▶ [DATA SUPPLIED]:
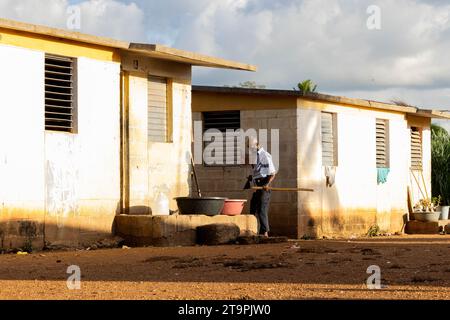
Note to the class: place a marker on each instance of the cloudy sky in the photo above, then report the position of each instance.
(289, 40)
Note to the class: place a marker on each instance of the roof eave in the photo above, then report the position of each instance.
(150, 50)
(193, 58)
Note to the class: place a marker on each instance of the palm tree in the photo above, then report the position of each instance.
(306, 86)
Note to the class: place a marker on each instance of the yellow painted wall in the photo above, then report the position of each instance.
(57, 46)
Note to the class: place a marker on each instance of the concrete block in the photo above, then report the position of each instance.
(217, 233)
(176, 230)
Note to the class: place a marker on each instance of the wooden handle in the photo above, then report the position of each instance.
(284, 189)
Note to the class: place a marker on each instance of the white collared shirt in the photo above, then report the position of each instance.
(264, 166)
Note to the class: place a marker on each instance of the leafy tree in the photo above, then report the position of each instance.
(306, 86)
(440, 161)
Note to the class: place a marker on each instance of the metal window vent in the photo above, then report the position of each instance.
(157, 109)
(59, 93)
(382, 143)
(328, 139)
(223, 121)
(416, 149)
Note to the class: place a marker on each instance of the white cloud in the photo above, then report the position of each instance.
(101, 17)
(290, 40)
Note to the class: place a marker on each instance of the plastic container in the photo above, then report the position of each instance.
(233, 207)
(162, 205)
(444, 212)
(200, 206)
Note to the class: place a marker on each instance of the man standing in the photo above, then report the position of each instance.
(263, 175)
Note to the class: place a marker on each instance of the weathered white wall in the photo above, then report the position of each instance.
(158, 167)
(356, 201)
(22, 181)
(83, 169)
(70, 181)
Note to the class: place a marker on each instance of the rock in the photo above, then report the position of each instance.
(217, 233)
(261, 240)
(110, 243)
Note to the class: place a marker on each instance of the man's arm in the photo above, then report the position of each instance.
(271, 178)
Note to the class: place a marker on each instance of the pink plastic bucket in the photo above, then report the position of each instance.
(233, 207)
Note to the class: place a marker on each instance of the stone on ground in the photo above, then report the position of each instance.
(217, 233)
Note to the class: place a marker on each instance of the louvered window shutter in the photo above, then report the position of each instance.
(416, 148)
(223, 121)
(59, 94)
(328, 139)
(157, 109)
(382, 143)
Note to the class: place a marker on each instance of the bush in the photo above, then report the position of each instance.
(440, 161)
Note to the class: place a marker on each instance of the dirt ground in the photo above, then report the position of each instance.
(412, 267)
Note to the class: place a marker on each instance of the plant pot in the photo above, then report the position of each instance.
(233, 207)
(200, 206)
(444, 213)
(427, 216)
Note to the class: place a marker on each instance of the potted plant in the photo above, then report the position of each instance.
(425, 210)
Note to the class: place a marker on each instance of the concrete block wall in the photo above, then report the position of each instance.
(228, 181)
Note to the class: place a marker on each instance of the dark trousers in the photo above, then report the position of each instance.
(259, 206)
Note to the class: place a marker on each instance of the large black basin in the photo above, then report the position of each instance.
(200, 206)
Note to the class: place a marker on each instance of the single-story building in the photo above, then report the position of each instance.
(90, 128)
(360, 157)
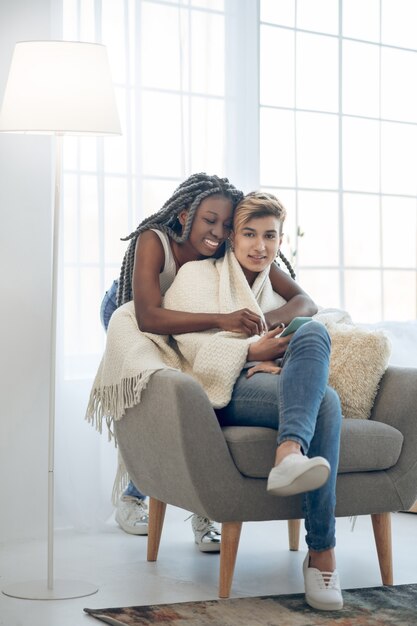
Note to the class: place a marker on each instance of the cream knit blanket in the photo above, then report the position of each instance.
(214, 358)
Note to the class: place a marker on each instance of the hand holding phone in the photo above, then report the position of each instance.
(295, 325)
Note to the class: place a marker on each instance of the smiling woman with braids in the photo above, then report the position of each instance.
(193, 224)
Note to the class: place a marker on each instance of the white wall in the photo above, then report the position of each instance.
(25, 215)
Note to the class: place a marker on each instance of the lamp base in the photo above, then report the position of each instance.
(38, 590)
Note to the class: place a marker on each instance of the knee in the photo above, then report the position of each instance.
(332, 408)
(314, 331)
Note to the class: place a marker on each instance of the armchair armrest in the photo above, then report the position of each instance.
(396, 405)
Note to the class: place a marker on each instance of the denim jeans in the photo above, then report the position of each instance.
(108, 307)
(302, 408)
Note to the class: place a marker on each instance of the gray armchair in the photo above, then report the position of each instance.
(176, 452)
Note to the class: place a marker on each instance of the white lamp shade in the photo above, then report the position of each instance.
(59, 87)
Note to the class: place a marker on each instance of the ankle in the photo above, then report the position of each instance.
(324, 561)
(286, 448)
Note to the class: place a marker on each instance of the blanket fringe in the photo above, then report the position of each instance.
(110, 402)
(121, 481)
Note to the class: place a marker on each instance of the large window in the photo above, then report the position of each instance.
(167, 60)
(338, 143)
(315, 100)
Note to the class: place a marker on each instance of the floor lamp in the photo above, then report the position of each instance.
(58, 88)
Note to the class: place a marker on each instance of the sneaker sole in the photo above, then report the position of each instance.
(208, 547)
(313, 477)
(324, 607)
(133, 530)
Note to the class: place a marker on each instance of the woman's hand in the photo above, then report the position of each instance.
(242, 321)
(269, 367)
(269, 347)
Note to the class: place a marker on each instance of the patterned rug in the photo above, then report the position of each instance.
(377, 606)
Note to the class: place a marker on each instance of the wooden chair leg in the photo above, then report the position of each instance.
(228, 552)
(156, 522)
(381, 523)
(294, 533)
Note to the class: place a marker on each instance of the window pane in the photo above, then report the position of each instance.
(88, 154)
(89, 233)
(400, 295)
(277, 152)
(318, 219)
(207, 135)
(82, 331)
(363, 295)
(398, 23)
(115, 148)
(112, 28)
(162, 134)
(361, 19)
(214, 5)
(282, 12)
(277, 66)
(399, 232)
(317, 148)
(361, 230)
(360, 79)
(317, 72)
(160, 28)
(71, 212)
(154, 195)
(87, 21)
(207, 53)
(321, 285)
(360, 154)
(319, 15)
(398, 84)
(116, 222)
(398, 158)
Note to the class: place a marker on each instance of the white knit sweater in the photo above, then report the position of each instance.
(214, 358)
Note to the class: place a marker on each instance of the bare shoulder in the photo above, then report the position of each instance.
(149, 249)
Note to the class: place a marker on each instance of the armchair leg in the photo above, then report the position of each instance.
(228, 552)
(156, 522)
(294, 533)
(381, 523)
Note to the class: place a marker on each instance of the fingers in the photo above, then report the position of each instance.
(253, 324)
(263, 367)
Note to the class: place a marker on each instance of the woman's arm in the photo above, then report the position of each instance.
(298, 302)
(151, 317)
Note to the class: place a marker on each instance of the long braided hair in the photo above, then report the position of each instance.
(189, 196)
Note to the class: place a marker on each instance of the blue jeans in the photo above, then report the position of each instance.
(108, 307)
(302, 408)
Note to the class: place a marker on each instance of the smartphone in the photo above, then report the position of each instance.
(295, 325)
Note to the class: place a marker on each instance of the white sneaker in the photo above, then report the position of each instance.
(297, 474)
(206, 535)
(322, 589)
(132, 515)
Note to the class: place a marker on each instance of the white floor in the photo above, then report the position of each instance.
(116, 562)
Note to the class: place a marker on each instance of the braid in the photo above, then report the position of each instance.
(189, 196)
(287, 264)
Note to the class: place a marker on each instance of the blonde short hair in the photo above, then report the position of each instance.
(258, 204)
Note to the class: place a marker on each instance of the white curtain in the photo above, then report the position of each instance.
(311, 99)
(185, 75)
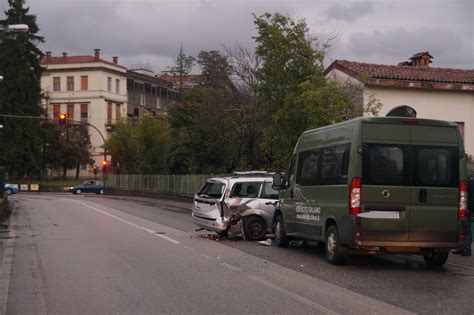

▶ [PROBLEM DESCRIPTION]: Report every line above that contains the word "jeans", copying each one in full. Match case exactly.

▶ [RESULT OF THIS TASK]:
Note to the class: place a marker on each instance of the denim jeans in the photo above, then report the position of each instance.
Note to the class: place a marker on each instance of the blue jeans in the photo above, then report the position of each instance.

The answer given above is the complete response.